## Text block
It is an indescribable feeling, sitting in a psychiatrist’s office with your child for the first time. It is a place I never imagined myself. Standing on the precipice of hope and despair, I knew we needed to be here but wanted to run. I wanted to pretend everything was okay and my daughter’s struggles were a result of teen years and puberty. But deep down, that gut feeling I gained when I birthed her knew everything was not okay. Everything has not been okay for a while.
My firstborn has always been responsible, but beyond that, carried the need to be responsible for the actions of everyone else. An avid rule follower, she follows every rule to the letter and makes sure everyone around her is obeying as well. When the world around her feels out of her control, she reacts in anger, anxiety, and resentment. As she grew, she and I often rammed heads. There were times I would make her sit outside until she was ready to come inside and treat her family respectfully. I had no idea the level of anxiety she felt below the surface was what caused the anger to boil over. She has never been violent. Her anger was self-directed.
While some characteristics are common in firstborn children, one event that made an alarm go off in my head about the depth of her anxiety happened during our short time in Louisiana. If you don’t know my story, in 2016 our family of six moved 15 hours south to only live there for 10 months. My daughter, a rising 7th grader at the time, had the most difficulty with the move. However, she had the quickest transition to her new school. She met amazing friends and teachers and had the time of her life in the middle school band. In Louisiana, the middle school band was at a high school band performance level. Her band played at the middle school football games and she was living her best life.

## Instructions
A: According to the essay about the daughter's anxiety, in what three ways does the daughter react when the world around her feels out of her control?
B: Extend the essay about the daughter's anxiety, picking up after its last sentence.
The records that follow were gathered from a different source.

(Collected data entries)
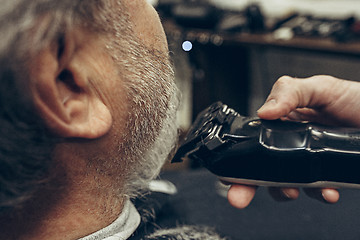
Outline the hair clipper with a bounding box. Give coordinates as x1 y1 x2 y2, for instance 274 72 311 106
172 102 360 189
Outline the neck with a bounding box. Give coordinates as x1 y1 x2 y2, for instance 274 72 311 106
0 159 125 240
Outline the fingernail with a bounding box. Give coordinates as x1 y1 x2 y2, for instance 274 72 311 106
282 188 299 199
257 99 277 113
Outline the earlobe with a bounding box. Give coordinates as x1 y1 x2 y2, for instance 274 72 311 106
30 32 112 139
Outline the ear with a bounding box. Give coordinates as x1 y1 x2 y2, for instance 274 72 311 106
30 32 112 139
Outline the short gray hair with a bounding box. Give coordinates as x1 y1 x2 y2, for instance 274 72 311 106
0 0 124 212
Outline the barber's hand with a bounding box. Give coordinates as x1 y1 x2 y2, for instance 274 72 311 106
228 76 360 208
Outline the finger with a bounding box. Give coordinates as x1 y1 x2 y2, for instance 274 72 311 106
228 185 256 209
258 76 338 120
304 188 340 203
269 187 300 202
321 188 340 203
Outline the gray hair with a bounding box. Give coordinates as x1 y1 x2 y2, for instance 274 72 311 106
0 0 125 212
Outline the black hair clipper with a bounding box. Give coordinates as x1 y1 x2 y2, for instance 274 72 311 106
172 102 360 189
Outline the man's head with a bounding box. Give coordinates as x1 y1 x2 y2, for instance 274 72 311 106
0 0 177 221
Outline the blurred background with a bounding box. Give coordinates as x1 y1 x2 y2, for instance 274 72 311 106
143 0 360 240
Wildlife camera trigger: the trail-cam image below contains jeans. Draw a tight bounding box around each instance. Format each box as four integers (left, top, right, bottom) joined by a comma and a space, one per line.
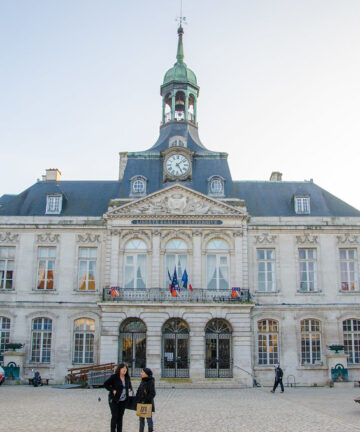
109, 402, 125, 432
139, 417, 154, 432
273, 378, 284, 391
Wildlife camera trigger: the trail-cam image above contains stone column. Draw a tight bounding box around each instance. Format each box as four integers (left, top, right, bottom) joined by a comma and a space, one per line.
189, 229, 204, 288
110, 235, 119, 286
151, 229, 162, 288
232, 230, 243, 287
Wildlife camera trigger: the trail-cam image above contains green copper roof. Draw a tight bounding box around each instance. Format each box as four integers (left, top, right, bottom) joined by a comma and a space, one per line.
163, 26, 197, 87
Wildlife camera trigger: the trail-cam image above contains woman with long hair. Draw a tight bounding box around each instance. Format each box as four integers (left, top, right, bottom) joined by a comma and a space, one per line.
136, 368, 156, 432
104, 363, 132, 432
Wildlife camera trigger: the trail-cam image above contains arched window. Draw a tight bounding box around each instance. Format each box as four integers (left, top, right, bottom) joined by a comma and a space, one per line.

## Task-by-task outputs
A: Anger, anxiety, and resentment.

B:
One night, after a football game, we climbed into our van with her three younger siblings and headed to grab dinner. It was late, we were all tired, but we needed food. Suddenly, a switch flipped. My daughter who had just had the best few hours, playing her trumpet and laughing with her friends, turned into a different child. She exploded so severely that she scared me and her siblings beyond words. She began screaming “I don’t want to get food, I just want to go home. Take me home, take me home!” Little did I know, we were experiencing her first anxiety attack. At the time, we were adjusting to our move and so much change. I thought, “surely her behavior was a result of the move.”
We moved back to Virginia and she began to manifest increased physical pain. School became a struggle and she begged me daily to pick her up early. Her band class was at the end of the day and she no longer enjoyed the band as she did in Louisiana. The structure was different and the teacher was less enthusiastic. In December of her 8th-grade year, she had a band concert and I had a clear view of her on stage. I have a vivid memory of watching her have an anxiety attack while trying to keep herself together to perform.
I knew we had crossed a threshold when anxiety made her favorite activity of playing trumpet in the band become something that triggered her. She loved playing the trumpet and being a part of the band family. She worked hard to excel and improve. I knew we needed help when she could not make it through a day of school without messaging me, begging me to come to get her. My child who is incredibly responsible and independent was pleading for help. I had to choose to believe her.
Shortly after that anxiety attack, we began meeting with doctors and determined a diagnosis of fibromyalgia. While we believe this is genetic, chronic pain often increases with anxiety. Since her initial diagnosis, we have been to countless doctors to uncover and rule out many other conditions. Her confirmed mental diagnosis is clinical depression and severe anxiety. While she is receiving treatment for her mental health, we are still visiting doctors and doing lab work to rule out other health concerns that can contribute to her mental struggles.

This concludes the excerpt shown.